┌─ TEXT UNDER STUDY
Bangladesh–Ivory Coast relations refer to the bilateral relations between Bangladesh and Ivory Coast.

== Quayes visit ==
Former foreign secretary of Bangladesh Mohamed Mijarul Quayes paid an official visit to Abidjan in 2010.

== Contributions of Bangladesh peace keepers ==
Bangladeshi peacekeepers have been serving in Ivory Coast since 2004 as part of the United Nations Operation in Côte d'Ivoire and are the largest contributor to the mission. Bangladeshi peace keepers provide security services and medical aid. In 2008 and 2013, the peace keepers were awarded the United Missions medal. In 2010, Major General Abdul Hafiz from the Bangladesh Army was appointed the Force Commander of the UN mission in Ivory Coast. The Bangladesh Air Force has also contributed troops to the mission and, as of 2014, has 104 personnel and three Bell-212 helicopters stationed in Ivory Coast.
└─
┌─ PROVIDED INFORMATION
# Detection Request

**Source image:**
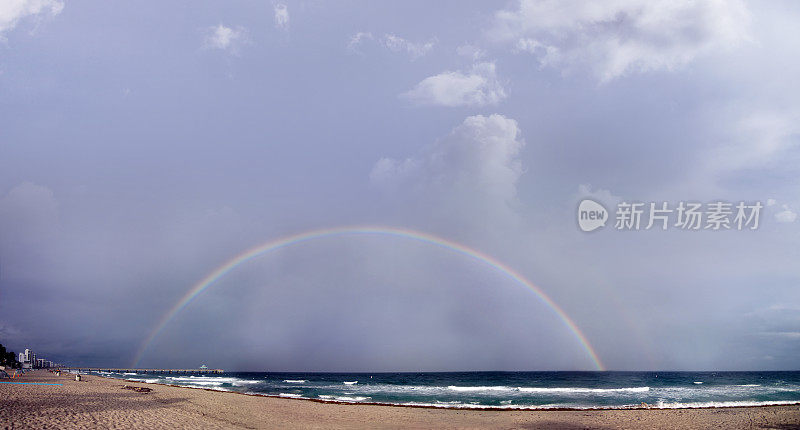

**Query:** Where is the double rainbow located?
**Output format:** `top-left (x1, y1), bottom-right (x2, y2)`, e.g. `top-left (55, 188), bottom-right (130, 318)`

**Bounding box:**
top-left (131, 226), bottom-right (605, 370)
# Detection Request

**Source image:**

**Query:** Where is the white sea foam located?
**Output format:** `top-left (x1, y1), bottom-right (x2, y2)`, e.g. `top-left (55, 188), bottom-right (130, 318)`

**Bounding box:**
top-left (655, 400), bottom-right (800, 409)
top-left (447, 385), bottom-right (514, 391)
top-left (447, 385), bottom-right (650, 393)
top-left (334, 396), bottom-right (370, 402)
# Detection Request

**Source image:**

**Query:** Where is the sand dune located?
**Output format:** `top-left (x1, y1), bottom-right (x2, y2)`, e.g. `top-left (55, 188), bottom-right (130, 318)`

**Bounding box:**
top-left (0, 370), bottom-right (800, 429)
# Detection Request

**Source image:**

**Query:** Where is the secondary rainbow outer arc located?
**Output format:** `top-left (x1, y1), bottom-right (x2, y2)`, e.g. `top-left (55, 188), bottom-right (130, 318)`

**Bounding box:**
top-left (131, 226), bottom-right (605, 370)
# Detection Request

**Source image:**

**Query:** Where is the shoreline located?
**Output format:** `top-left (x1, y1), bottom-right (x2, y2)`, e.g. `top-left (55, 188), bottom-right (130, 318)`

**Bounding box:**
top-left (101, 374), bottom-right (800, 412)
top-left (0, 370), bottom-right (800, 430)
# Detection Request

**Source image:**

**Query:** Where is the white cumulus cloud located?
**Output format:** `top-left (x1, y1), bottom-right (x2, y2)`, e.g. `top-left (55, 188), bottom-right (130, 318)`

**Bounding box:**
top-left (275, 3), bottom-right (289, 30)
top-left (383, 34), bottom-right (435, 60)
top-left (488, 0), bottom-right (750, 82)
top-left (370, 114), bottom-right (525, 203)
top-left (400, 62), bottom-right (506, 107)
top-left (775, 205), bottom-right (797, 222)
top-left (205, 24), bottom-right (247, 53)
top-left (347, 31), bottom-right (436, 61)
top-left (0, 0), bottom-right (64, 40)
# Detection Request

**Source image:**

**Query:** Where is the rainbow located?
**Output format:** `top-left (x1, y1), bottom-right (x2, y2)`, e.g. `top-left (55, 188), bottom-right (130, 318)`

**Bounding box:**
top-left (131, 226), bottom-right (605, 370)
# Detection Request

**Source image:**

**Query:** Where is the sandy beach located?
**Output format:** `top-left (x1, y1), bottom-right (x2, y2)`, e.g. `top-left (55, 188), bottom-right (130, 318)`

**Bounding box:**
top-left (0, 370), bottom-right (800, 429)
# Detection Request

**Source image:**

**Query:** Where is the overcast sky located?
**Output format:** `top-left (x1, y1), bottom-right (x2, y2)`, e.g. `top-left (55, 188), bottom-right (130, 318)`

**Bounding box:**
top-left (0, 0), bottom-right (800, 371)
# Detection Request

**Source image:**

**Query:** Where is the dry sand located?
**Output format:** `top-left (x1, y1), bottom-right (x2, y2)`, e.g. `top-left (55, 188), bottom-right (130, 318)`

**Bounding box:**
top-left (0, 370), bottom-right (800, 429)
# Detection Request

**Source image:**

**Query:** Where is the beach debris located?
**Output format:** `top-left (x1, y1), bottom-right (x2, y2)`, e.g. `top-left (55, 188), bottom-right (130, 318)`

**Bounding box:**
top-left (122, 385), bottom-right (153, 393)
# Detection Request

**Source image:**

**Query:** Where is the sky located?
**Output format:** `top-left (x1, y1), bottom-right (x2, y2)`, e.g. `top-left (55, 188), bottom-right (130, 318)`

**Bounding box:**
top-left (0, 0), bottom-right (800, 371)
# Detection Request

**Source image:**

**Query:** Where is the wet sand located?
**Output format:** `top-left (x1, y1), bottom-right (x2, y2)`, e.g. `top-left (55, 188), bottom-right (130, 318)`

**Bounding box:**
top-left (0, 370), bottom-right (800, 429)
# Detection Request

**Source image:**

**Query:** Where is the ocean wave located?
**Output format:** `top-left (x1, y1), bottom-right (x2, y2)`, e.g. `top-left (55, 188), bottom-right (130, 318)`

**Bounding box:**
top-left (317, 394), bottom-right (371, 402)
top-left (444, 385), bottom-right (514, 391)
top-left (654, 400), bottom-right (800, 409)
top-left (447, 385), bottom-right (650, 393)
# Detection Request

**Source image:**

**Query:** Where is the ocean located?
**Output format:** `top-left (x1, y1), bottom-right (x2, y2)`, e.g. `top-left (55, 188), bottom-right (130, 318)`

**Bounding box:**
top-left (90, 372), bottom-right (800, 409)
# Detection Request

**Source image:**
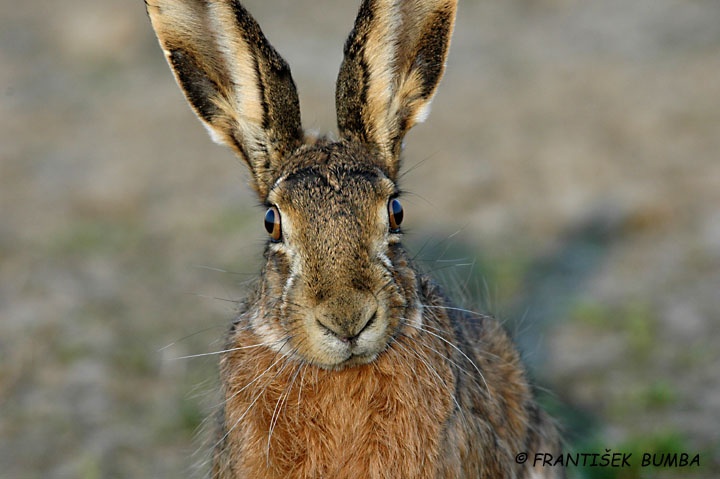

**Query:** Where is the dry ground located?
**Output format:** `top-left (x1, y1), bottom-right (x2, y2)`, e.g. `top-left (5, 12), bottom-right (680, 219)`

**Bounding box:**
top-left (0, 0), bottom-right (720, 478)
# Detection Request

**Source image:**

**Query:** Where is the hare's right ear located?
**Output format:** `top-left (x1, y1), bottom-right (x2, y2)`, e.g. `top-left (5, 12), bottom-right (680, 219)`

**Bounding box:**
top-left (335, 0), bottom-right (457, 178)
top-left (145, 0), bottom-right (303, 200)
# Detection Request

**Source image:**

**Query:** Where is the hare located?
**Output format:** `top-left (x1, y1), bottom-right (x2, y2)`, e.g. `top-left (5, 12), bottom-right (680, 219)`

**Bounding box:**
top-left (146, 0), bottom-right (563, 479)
└─
┌─ PROVIDED INFORMATION
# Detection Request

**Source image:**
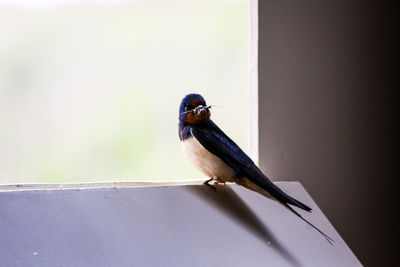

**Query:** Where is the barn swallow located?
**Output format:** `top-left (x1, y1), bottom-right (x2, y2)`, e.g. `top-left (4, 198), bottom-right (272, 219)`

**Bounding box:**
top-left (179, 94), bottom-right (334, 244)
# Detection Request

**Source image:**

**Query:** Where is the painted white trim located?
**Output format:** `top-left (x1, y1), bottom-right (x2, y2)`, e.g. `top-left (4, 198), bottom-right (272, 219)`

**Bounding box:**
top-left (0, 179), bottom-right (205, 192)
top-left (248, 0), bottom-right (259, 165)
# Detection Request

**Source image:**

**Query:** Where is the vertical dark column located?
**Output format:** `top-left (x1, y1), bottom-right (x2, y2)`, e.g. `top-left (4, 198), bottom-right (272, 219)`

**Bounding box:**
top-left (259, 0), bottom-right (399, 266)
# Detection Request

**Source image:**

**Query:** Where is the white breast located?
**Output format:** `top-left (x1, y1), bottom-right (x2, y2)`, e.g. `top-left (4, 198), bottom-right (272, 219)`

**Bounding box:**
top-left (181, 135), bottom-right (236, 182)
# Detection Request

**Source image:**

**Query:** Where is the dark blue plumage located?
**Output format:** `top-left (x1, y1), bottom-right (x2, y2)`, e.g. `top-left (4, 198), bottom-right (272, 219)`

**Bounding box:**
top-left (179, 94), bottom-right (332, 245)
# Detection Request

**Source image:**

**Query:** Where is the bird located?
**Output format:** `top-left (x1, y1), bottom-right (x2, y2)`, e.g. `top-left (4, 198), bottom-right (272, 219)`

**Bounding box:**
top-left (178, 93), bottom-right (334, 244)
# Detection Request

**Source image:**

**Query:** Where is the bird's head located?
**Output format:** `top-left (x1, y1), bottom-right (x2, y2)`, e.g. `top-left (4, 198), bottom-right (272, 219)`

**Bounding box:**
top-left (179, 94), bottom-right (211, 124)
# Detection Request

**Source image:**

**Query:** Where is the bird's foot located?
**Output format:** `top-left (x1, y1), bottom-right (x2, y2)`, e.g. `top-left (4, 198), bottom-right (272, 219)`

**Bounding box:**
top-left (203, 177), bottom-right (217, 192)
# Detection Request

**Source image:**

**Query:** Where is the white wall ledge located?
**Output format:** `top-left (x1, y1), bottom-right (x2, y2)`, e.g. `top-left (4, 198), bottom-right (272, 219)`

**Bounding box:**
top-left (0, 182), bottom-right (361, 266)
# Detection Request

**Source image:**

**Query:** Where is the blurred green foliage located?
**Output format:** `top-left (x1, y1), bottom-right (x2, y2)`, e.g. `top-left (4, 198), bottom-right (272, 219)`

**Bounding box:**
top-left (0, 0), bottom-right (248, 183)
└─
> **WHAT THE TASK ASKS**: Retype the passage on Bangladesh–Ivory Coast relations word for word, starting with "Bangladesh–Ivory Coast relations" and going on through "stationed in Ivory Coast.".

> **THE ANSWER**:
Bangladesh–Ivory Coast relations refer to the bilateral relations between Bangladesh and Ivory Coast.

== Quayes visit ==
Former foreign secretary of Bangladesh Mohamed Mijarul Quayes paid an official visit to Abidjan in 2010.

== Contributions of Bangladesh peace keepers ==
Bangladeshi peacekeepers have been serving in Ivory Coast since 2004 as part of the United Nations Operation in Côte d'Ivoire and are the largest contributor to the mission. Bangladeshi peace keepers provide security services and medical aid. In 2008 and 2013, the peace keepers were awarded the United Missions medal. In 2010, Major General Abdul Hafiz from the Bangladesh Army was appointed the Force Commander of the UN mission in Ivory Coast. The Bangladesh Air Force has also contributed troops to the mission and, as of 2014, has 104 personnel and three Bell-212 helicopters stationed in Ivory Coast.